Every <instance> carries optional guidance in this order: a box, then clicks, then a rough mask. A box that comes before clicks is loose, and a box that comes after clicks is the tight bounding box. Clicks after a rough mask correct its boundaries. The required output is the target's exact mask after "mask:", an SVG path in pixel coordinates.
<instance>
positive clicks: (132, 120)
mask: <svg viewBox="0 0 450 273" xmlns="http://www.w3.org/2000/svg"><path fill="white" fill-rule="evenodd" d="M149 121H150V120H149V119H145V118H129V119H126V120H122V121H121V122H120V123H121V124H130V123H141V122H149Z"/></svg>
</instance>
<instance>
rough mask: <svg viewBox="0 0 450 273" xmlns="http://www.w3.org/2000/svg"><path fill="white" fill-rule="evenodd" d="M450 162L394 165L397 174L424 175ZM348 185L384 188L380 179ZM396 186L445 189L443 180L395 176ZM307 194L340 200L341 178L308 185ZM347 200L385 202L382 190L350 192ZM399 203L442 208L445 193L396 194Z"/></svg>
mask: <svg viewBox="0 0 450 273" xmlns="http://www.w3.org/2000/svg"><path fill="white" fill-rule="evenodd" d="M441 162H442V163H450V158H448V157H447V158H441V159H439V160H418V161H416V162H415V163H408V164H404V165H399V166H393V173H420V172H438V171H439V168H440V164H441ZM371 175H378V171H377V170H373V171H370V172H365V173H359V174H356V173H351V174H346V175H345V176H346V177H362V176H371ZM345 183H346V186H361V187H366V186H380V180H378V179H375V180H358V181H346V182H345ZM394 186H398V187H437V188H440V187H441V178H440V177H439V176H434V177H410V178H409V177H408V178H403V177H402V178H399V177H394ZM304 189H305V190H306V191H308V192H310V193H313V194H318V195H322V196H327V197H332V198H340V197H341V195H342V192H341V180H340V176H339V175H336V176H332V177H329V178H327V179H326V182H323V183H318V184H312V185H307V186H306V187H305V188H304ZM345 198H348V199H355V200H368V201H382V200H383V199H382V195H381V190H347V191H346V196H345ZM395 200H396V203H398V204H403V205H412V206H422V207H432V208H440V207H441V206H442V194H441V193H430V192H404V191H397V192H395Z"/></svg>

◆ **Description of the task**
Reproduce every line of the listing above in which the string "instance" appears.

◆ **Task solution**
Every <instance> carries optional guidance in this order: a box, then clicks, then a rough mask. A box that comes before clicks is loose, and a box that comes after clicks is the tight bounding box. Clicks after a rough mask correct its boundaries. The required output is the target's exact mask after "mask:", an SVG path in pixel coordinates.
<instance>
</instance>
<instance>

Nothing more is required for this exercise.